Couverture : La complainte des enfants frivoles

Présentation par l'éditeur :

Cette complainte à multiples couplets que nous fredonne cet enfant frivole de Vialatte est un lâcher de senteurs : effluve de l'encre, parfum de l'éponge, odeurs de préau. Vialatte vous vend la fragrance du passé dans un grand flacon qui a la forme d'un pupitre. Son âge d'or est fait de rentrées des classes, d'automnes à recoins mystiques où se troquent de minces secrets enrobés dans du papier d'argent, de pèlerines à l'abri desquelles se trament les contrebandes enchantées de l'enfance. Vialatte n'a jamais réellement déserté le préau aux sortilèges et cette complainte qu'il moud tel un très vieil orgue de barbarie sonne comme une récréation éternelle.

-- Contenu des données --

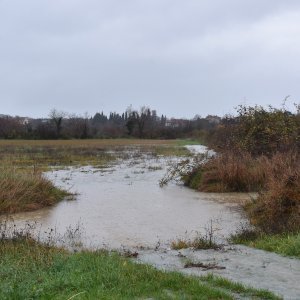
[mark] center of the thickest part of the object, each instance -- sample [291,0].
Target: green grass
[284,244]
[29,270]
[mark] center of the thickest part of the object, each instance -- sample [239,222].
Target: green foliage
[284,244]
[29,270]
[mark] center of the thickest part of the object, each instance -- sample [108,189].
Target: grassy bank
[44,153]
[29,270]
[25,191]
[284,244]
[22,187]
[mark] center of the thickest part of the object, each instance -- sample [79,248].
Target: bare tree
[56,118]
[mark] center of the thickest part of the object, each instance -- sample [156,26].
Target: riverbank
[23,187]
[30,270]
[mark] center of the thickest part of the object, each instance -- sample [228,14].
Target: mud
[252,267]
[123,205]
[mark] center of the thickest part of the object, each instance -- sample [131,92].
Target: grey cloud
[179,57]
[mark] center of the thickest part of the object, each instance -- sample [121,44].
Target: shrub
[227,172]
[25,191]
[277,208]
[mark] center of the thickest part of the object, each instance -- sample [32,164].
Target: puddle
[251,267]
[123,206]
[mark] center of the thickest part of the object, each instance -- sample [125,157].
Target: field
[31,270]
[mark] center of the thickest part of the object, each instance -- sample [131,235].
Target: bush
[277,208]
[25,191]
[228,172]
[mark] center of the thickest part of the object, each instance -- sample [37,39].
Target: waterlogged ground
[123,205]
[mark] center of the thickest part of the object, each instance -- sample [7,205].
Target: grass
[45,153]
[284,244]
[29,270]
[25,191]
[23,188]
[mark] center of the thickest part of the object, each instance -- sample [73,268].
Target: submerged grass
[45,153]
[284,244]
[25,191]
[29,270]
[22,186]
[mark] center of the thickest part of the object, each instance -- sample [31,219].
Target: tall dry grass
[26,190]
[228,172]
[277,208]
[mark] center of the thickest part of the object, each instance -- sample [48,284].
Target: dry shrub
[277,208]
[228,172]
[25,191]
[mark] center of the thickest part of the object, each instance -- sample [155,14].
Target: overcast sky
[179,57]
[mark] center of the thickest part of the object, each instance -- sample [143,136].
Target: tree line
[138,123]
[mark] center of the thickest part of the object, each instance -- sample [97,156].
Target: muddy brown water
[123,205]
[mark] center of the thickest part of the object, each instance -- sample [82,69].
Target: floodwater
[123,205]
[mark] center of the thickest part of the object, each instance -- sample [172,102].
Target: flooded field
[123,206]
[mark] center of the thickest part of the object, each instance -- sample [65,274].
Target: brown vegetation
[25,191]
[258,151]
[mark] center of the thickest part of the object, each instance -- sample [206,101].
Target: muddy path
[123,207]
[252,267]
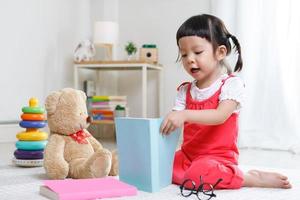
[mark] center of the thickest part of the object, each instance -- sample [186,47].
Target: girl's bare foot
[256,178]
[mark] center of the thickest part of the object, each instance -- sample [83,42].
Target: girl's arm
[175,119]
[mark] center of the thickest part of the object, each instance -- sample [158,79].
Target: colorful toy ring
[32,124]
[21,154]
[28,163]
[31,145]
[32,117]
[32,135]
[35,110]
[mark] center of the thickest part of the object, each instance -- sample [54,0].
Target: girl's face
[199,59]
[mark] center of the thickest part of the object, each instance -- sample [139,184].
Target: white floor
[249,157]
[23,183]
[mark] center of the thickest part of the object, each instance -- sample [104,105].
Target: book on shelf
[108,98]
[81,189]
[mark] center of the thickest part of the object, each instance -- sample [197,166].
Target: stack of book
[102,108]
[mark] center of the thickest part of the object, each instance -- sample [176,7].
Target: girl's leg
[212,169]
[256,178]
[181,164]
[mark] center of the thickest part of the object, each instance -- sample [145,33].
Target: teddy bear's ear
[51,102]
[83,95]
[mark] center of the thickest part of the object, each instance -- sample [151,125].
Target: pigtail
[239,63]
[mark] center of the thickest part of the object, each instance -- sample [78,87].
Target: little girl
[208,108]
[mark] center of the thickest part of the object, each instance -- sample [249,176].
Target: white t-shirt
[233,89]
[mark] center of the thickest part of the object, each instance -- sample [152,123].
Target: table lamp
[106,35]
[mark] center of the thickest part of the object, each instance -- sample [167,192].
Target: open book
[81,189]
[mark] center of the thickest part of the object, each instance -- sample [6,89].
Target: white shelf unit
[125,65]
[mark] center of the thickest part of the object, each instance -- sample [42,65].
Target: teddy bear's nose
[89,119]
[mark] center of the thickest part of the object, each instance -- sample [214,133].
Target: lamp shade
[106,32]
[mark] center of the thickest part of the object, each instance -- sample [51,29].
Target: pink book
[81,189]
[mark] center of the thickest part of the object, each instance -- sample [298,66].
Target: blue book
[145,155]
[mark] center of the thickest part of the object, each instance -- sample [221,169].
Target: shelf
[103,122]
[142,66]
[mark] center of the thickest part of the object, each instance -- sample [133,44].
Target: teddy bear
[71,151]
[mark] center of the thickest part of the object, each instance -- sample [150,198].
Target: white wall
[37,40]
[156,22]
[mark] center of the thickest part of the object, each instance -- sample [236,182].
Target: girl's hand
[172,121]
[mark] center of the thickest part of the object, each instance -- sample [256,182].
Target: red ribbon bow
[80,136]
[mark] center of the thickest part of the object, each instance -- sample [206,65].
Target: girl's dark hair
[212,29]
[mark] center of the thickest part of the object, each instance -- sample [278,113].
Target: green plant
[130,48]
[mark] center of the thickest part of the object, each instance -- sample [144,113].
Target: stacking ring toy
[21,154]
[32,135]
[32,124]
[32,117]
[33,107]
[28,163]
[31,145]
[36,110]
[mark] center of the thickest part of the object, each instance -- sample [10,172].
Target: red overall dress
[209,150]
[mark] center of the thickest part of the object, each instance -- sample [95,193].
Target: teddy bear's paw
[101,165]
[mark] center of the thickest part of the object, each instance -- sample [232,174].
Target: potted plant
[131,49]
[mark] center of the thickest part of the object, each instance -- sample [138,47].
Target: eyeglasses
[205,191]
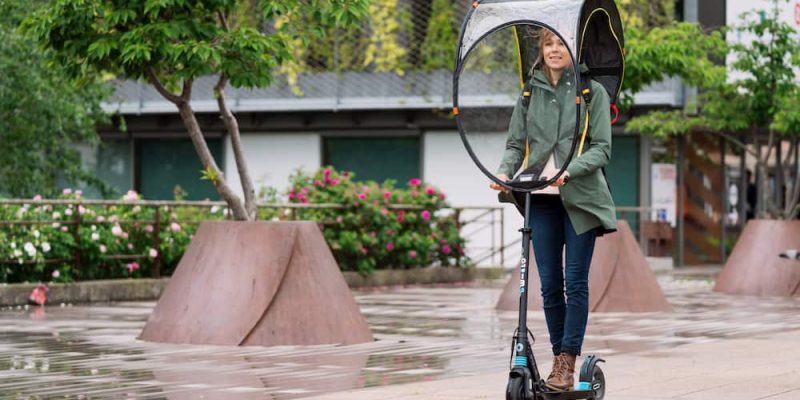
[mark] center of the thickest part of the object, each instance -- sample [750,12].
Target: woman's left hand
[562,180]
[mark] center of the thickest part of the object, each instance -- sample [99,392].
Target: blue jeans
[551,231]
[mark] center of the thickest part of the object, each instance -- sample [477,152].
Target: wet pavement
[422,334]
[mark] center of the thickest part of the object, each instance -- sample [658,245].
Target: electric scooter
[524,380]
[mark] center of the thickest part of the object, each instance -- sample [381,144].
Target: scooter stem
[522,335]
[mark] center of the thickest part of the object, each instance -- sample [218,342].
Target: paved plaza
[431,343]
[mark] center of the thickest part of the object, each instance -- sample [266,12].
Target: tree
[43,114]
[171,43]
[758,98]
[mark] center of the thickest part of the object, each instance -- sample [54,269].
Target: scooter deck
[570,395]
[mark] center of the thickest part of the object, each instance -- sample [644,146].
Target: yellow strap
[583,137]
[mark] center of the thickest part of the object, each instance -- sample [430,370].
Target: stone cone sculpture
[755,268]
[257,283]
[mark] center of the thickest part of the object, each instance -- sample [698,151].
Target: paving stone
[423,334]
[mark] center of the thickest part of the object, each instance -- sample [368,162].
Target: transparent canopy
[497,53]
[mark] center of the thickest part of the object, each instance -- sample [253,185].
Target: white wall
[272,158]
[789,11]
[448,166]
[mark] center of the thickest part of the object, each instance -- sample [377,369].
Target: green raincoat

-- Consigne --
Recopiez mot pour mot le passage de l'extrait retenu qui commence par « Couverture : La » et s'achève sur « une récréation éternelle. ». Ces entrées proviennent d'une autre source que l'extrait.

-- Corrigé --
Couverture : La complainte des enfants frivoles

Présentation par l'éditeur :

Cette complainte à multiples couplets que nous fredonne cet enfant frivole de Vialatte est un lâcher de senteurs : effluve de l'encre, parfum de l'éponge, odeurs de préau. Vialatte vous vend la fragrance du passé dans un grand flacon qui a la forme d'un pupitre. Son âge d'or est fait de rentrées des classes, d'automnes à recoins mystiques où se troquent de minces secrets enrobés dans du papier d'argent, de pèlerines à l'abri desquelles se trament les contrebandes enchantées de l'enfance. Vialatte n'a jamais réellement déserté le préau aux sortilèges et cette complainte qu'il moud tel un très vieil orgue de barbarie sonne comme une récréation éternelle.